───── QUOTED TEXT

Baker made sure that there were always beautiful women at the Club. He introduced one of these women, Ellen Rometsch, to President Kennedy. Rometsch became one of the several women Kennedy had affairs with while in the White House.[36] As we will soon see, Ellen Rometsch would later be a problem for the Kennedys, and a lifeline for Lyndon Johnson.

 

The Mob and the Neighbors

 

In addition to LBJ’s relationship with the Marcello crime family through John Halfen, Bobby Baker served as another primary bridge to organized crime. Baker obtained casino contracts with the Intercontinental Hotel system on behalf of Meyer Lansky associates Cliff Jones and Ed Levinson. As an example of how interconnected the study of the JFK Assassination is, Jones and Levinson were the owners of the Havana Hilton before Fidel Castro came to power and expropriated private property.[37] As noted earlier, Levinson was one of the mafia connected financiers of The Carousel Hotel who Baker turned to when more funds were needed. Levinson also helped Baker finance his vending machine business. In addition to working with Meyer Lansky, Levinson was also an associate of Chicago mob boss, Sam Giancana.[38]

 

Lyndon Johnson’s close friend and neighbor was lobbyist, Irving Davidson. According to author John Davis, it had been principally Davidson who provided Carlos Marcello with most of his access into the agencies of the federal government. Davidson also represented the CIA and the Teamsters Union as a lobbyist.[39] AndDavidson worked with Bobby Baker and Clint Murchison on fixing the Haitian meat deal with the USDA. The guy was everywhere!

──────────
───── EXTRACTED INFORMATION

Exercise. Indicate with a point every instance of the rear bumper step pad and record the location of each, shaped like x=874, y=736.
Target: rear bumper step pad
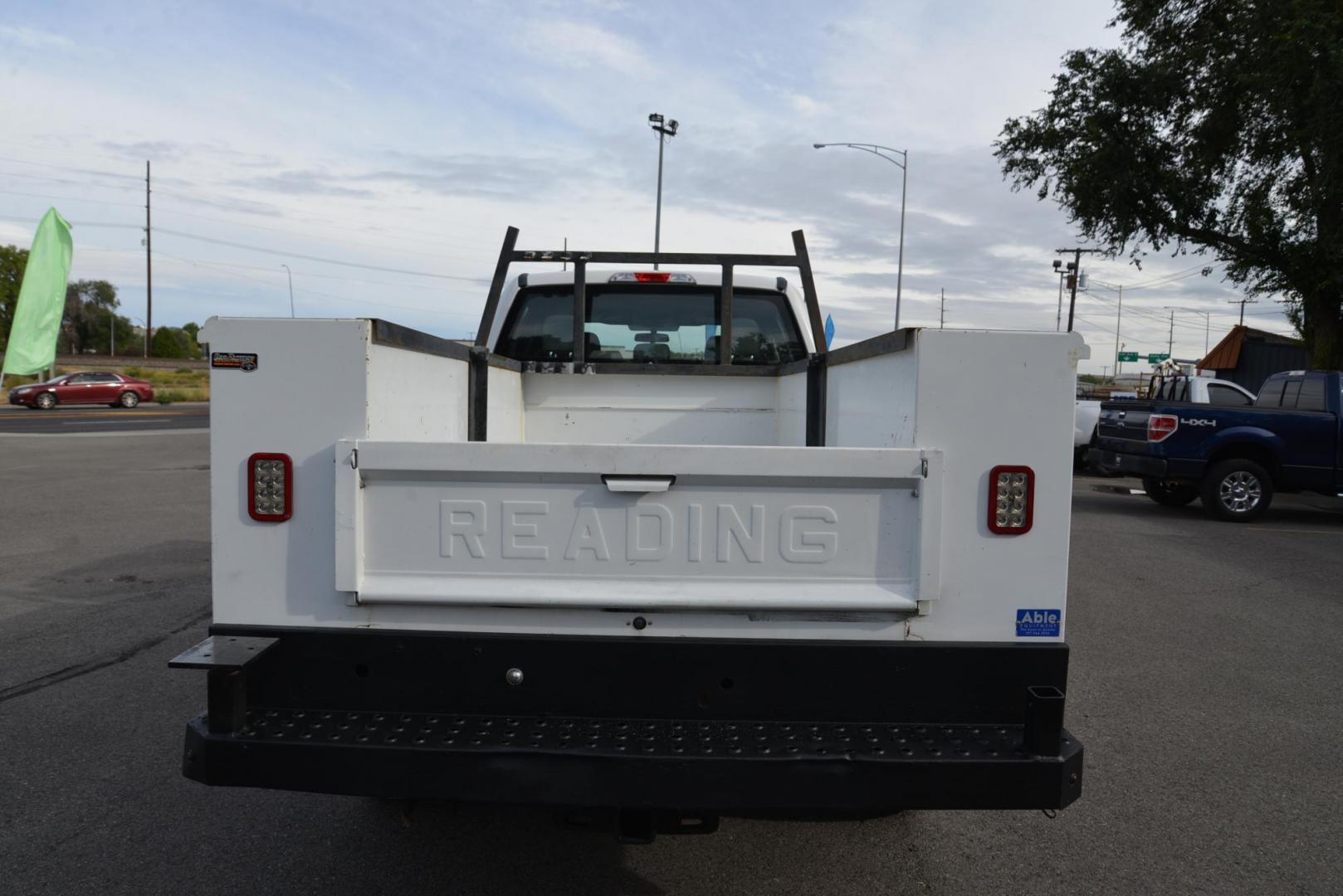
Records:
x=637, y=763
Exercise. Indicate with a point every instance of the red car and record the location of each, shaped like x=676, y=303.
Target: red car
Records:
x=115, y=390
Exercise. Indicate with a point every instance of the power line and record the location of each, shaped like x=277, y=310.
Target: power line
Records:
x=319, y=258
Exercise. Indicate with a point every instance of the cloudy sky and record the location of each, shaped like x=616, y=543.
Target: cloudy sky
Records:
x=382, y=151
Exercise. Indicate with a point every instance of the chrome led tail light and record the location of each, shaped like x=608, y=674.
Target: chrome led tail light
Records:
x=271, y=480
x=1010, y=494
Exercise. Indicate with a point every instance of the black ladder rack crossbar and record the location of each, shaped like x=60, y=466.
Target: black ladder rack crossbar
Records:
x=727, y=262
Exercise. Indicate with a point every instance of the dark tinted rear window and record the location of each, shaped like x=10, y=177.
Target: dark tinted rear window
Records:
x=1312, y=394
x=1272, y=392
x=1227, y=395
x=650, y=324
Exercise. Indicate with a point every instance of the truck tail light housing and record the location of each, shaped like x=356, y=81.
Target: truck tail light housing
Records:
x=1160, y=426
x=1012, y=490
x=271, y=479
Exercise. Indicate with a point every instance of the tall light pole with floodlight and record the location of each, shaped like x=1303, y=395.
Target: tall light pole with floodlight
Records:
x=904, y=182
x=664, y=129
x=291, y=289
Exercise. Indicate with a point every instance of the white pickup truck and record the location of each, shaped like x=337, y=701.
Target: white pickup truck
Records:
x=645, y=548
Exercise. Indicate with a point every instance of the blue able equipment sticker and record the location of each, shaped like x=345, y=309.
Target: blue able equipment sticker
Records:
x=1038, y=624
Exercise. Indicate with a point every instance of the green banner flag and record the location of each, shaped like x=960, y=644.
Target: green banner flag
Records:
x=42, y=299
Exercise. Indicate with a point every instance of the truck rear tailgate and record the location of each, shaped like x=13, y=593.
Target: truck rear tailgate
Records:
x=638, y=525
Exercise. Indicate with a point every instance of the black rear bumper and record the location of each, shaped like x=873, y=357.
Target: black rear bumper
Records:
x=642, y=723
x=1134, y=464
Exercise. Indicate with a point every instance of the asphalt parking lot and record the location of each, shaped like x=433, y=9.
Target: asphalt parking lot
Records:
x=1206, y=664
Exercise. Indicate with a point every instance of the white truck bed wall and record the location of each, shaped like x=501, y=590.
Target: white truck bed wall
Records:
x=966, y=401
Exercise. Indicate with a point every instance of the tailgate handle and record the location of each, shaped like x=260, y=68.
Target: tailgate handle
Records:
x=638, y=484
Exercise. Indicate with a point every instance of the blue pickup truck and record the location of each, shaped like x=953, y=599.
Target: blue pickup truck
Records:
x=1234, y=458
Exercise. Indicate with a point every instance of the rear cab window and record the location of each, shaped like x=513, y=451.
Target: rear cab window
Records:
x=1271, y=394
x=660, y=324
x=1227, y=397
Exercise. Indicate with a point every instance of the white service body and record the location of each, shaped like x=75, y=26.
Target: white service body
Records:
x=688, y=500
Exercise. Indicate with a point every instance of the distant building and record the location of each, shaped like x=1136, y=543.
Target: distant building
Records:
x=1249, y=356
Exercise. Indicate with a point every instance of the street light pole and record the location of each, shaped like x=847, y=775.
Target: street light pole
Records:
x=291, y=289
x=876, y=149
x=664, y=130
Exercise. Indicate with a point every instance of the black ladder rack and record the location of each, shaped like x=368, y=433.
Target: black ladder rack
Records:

──────────

→ THE TASKS:
[1] In the passage on Bobby Baker and organized crime, why does the author mention that Cliff Jones and Ed Levinson owned the Havana Hilton before Fidel Castro came to power? Answer in one to three sentences.
[2] Echo everything in the passage on Bobby Baker and organized crime from "Baker made sure" down to "for Lyndon Johnson.".
[3] Translate this sentence from the passage on Bobby Baker and organized crime into Spanish: "Levinson also helped Baker finance his vending machine business."

→ PER-TASK ANSWERS:
[1] The author offers the detail as an example of how interconnected the study of the JFK assassination is. Jones and Levinson, whom Baker helped obtain casino contracts, also link to Cuba through their ownership of the Havana Hilton before Castro expropriated private property.

[2]
Baker made sure that there were always beautiful women at the Club. He introduced one of these women, Ellen Rometsch, to President Kennedy. Rometsch became one of the several women Kennedy had affairs with while in the White House.[36] As we will soon see, Ellen Rometsch would later be a problem for the Kennedys, and a lifeline for Lyndon Johnson.

[3] Levinson también ayudó a Baker a financiar su negocio de máquinas expendedoras.